## PROBLEM STATEMENT
Go through the data below and gather each line containing "with".

## PROVIDED DATA
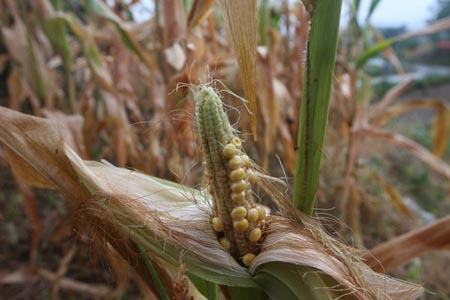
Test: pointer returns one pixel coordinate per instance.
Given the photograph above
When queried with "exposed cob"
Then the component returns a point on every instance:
(238, 221)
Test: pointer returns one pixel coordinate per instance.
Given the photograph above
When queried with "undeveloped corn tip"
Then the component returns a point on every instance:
(237, 175)
(238, 187)
(236, 141)
(248, 258)
(235, 162)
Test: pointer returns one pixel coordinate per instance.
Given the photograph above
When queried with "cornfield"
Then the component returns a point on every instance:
(216, 150)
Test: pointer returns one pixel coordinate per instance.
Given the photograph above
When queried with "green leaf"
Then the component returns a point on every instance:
(315, 101)
(208, 289)
(374, 51)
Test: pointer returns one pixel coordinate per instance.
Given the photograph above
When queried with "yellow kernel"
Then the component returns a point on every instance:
(225, 243)
(239, 186)
(236, 141)
(252, 215)
(255, 235)
(237, 175)
(262, 212)
(238, 213)
(246, 161)
(251, 177)
(248, 258)
(238, 197)
(235, 162)
(217, 224)
(229, 151)
(240, 225)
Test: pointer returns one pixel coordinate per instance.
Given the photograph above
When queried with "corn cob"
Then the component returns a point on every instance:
(237, 220)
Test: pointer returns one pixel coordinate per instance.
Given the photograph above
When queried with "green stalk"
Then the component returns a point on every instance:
(325, 15)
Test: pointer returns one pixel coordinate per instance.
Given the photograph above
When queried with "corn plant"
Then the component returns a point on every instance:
(217, 240)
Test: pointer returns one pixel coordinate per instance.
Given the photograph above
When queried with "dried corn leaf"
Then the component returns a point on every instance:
(172, 222)
(199, 12)
(400, 250)
(241, 20)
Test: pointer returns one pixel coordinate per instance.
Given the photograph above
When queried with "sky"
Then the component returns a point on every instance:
(411, 13)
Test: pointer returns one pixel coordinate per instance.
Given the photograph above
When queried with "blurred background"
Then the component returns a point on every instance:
(118, 75)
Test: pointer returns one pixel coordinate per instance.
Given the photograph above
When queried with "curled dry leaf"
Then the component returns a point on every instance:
(172, 221)
(400, 250)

## SOLUTION FOR THIS PROBLEM
When queried with "exposed cob"
When queried with "undeveloped corn tip"
When queried with "cornfield"
When queried with "green leaf"
When queried with "yellow kernel"
When queried with "corn cob"
When queried with "green stalk"
When queried with "corn plant"
When queried with "dried corn leaf"
When queried with "sky"
When queried with "blurred background"
When queried with "curled dry leaf"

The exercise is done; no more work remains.